Start Dataset content
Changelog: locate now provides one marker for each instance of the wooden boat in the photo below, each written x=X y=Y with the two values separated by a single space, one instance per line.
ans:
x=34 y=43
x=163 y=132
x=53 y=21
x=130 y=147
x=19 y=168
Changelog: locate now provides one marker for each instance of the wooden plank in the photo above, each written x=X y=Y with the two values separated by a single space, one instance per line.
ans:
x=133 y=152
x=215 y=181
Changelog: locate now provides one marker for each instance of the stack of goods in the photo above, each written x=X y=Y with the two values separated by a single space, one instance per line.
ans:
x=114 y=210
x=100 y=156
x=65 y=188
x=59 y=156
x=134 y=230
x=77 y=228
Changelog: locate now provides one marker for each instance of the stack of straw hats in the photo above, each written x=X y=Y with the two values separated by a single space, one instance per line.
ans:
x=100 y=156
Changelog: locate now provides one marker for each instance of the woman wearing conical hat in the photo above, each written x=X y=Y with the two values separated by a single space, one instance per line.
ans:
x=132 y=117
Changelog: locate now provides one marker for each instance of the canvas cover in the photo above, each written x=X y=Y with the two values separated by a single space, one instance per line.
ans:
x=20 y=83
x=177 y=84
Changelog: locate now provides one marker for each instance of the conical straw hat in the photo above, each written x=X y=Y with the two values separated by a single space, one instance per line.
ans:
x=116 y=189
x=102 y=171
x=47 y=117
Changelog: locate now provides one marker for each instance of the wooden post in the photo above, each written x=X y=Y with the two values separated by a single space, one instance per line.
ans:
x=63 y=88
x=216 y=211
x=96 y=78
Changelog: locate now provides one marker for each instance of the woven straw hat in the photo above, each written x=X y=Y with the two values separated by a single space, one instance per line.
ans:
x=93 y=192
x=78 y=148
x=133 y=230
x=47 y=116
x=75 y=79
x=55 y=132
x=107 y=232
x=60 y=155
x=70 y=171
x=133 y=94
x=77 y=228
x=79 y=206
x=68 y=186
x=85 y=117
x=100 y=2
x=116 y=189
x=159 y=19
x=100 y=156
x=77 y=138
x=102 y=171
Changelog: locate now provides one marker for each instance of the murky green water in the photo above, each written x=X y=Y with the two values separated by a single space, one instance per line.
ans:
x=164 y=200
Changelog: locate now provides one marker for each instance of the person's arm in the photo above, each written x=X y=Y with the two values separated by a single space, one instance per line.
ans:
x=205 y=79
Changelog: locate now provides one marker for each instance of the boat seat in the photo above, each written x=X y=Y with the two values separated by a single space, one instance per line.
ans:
End Dataset content
Output the lines above verbatim and in full.

_Solution_
Changelog: locate now provides one marker for each instance of the wooden boat in the photo below, each written x=X y=Y with the two values separated by a single space, one instance per line.
ans:
x=34 y=43
x=163 y=132
x=53 y=21
x=130 y=147
x=19 y=168
Changelog: locate now provides one marker for each instance of the wooden plank in the photo above, each written x=X y=Y with the two values separated by a single space, one instance per line.
ans:
x=133 y=152
x=215 y=181
Changelog: locate now provides one marker for each instance of the stack of goods in the photo above, each written x=X y=Y with the two values separated by a single space, one instance per line.
ans:
x=114 y=210
x=100 y=156
x=65 y=188
x=59 y=156
x=134 y=230
x=77 y=228
Changelog: locate now provides one marker for each instance of the stack of straw hats in the photo above, each written x=X y=Y with the two values separated by a single space, one instance per line.
ans:
x=100 y=156
Changelog: locate now provides one marker for each instance of the woman wearing conical hat in the photo above, each written x=X y=Y with the two values separated by a single space, one instance per line.
ans:
x=132 y=117
Changelog: locate now provides one marker for each instance of the canvas cover in the photo above, each written x=X y=Y with the two values separated by a single space, one instance per line.
ans:
x=20 y=83
x=177 y=84
Changelog: locate now provides one marker for each instance of the conical straw hat in the photo above, each written x=X y=Y with the two values separated by a single space, one instance per line.
ans:
x=116 y=189
x=102 y=171
x=47 y=117
Changelog: locate now provides one marker for each instance of the wooden post in the photo above, each written x=X y=Y with the two values separated by a single space, one instance per line.
ans:
x=63 y=88
x=216 y=211
x=96 y=78
Changelog: locate now provides one marker for each instance of the woven straw hat in the photo above, each written x=X y=Y with the two values separated by a single space, one instance per line.
ans:
x=93 y=192
x=78 y=148
x=133 y=230
x=47 y=116
x=75 y=79
x=55 y=132
x=107 y=232
x=60 y=155
x=70 y=171
x=133 y=94
x=77 y=228
x=79 y=206
x=68 y=186
x=85 y=117
x=100 y=2
x=116 y=189
x=159 y=19
x=100 y=156
x=77 y=138
x=102 y=171
Changelog: locate now provides one marker for each instance of the murky green water in the photo above, each written x=X y=Y with the two values separated by a single space, one instance per line.
ans:
x=164 y=200
Changelog: locate now provides one marker for each instance of the person's arm in the photo above, each written x=X y=Y with the two values separated by a single space, one instance per line.
ans:
x=205 y=79
Changelog: locate now provides one marker for each instance of the boat seat in the photo above, each written x=X y=Y with the two values separated by a single space, one instance per line.
ans:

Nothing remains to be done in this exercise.